====== Text extract
[Rd] Suggestion for comments in data files (i.e. read.table)

Jens Oehlschlägel-Akiyoshi jens.oehlschlaegel-akiyoshi@mdfactory.de
Tue, 23 May 2000 10:40:25 +0200

Prof Brian D Ripley wrote:

> I am sure it is not `a very small change', I'm afraid.
> Basically, input is
> not done in a line-oriented way. read.table uses scan and
> count.fields.
> Both are internal functions that work at a char-by-char
> level.  You will
> need to add logic to skip lines, and for your rule that means
> adding logic
> to know that # is first in a line.

I agree that the basic problem is that R hasn't a linewise data import
utility. I guess, the reason for this is that anything working linewise has
to be written entirely in C for performance reasons, which means loosing the
flexibility of the R language.

However, there might be a way to solve this: processing batches of lines
instead of single lines. If we import m of n (m << n) lines at a time as a
string vector, we could use R vector functions to preprocess these strings
and then scan those. Thus scan() needed an extension to allow taking it's
input from string vectors. Or, perhaps better, we need seperate access to
the two functionalities of scan, (1) physical reading and (2) parsing.
============
§ Goals:
1. Which R functions does the post about comments in data files mention by name?
2. In two sentences, how would you summarize the post about comments in data files?
====== Entries shown
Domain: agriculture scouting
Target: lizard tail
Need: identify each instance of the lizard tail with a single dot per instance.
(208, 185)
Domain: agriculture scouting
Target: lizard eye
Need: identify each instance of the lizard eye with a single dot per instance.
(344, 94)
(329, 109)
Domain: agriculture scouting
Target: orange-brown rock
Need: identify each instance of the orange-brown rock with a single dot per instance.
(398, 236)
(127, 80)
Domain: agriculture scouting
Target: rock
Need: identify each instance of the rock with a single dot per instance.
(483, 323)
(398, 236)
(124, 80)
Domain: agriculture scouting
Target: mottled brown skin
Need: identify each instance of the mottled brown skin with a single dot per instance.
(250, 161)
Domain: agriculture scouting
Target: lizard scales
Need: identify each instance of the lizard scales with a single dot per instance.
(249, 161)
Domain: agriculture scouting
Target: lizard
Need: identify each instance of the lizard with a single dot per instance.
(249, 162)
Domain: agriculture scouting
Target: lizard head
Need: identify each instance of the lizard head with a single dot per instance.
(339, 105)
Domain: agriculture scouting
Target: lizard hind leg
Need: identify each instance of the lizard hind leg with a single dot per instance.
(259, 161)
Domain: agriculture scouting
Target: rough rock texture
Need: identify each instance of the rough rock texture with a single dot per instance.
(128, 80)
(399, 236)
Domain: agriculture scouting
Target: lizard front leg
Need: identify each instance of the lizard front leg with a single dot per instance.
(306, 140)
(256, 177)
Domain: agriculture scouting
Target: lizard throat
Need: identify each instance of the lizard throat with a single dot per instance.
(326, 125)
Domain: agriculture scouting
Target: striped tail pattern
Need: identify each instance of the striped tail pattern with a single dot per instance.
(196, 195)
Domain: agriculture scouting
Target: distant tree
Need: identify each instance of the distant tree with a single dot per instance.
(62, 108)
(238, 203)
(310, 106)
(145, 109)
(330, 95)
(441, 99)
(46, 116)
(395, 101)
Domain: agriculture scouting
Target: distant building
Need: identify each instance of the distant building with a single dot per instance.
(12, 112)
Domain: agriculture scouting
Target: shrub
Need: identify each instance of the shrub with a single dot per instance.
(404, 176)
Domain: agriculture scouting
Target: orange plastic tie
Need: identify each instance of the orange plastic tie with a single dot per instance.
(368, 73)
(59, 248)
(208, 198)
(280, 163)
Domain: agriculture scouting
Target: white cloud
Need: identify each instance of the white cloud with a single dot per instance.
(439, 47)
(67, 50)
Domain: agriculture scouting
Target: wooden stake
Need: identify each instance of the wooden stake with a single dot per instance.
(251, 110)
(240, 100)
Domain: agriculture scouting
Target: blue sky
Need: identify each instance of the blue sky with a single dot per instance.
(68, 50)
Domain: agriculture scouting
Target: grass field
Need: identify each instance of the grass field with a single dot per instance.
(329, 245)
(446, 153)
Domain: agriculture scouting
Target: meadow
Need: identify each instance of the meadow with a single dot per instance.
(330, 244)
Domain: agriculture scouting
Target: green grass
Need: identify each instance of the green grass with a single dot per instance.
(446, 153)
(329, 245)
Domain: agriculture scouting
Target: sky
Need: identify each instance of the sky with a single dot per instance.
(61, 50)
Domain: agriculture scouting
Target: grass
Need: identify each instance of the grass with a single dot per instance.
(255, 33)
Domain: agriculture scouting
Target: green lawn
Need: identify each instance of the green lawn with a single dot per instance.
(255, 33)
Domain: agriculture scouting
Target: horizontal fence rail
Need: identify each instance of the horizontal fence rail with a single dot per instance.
============
§ Worked solutions:
1. read.table, scan, count.fields

2. Quoting Brian D Ripley, the post notes that adding comments would not be a small change, because read.table relies on scan and count.fields, internal functions that work character by character and would need new logic to skip lines beginning with #. Jens Oehlschlägel-Akiyoshi agrees that R lacks a linewise import utility and proposes reading batches of lines as string vectors, preprocessing them with R vector functions, and then scanning them, which would require scan() to accept string vectors or to separate physical reading from parsing.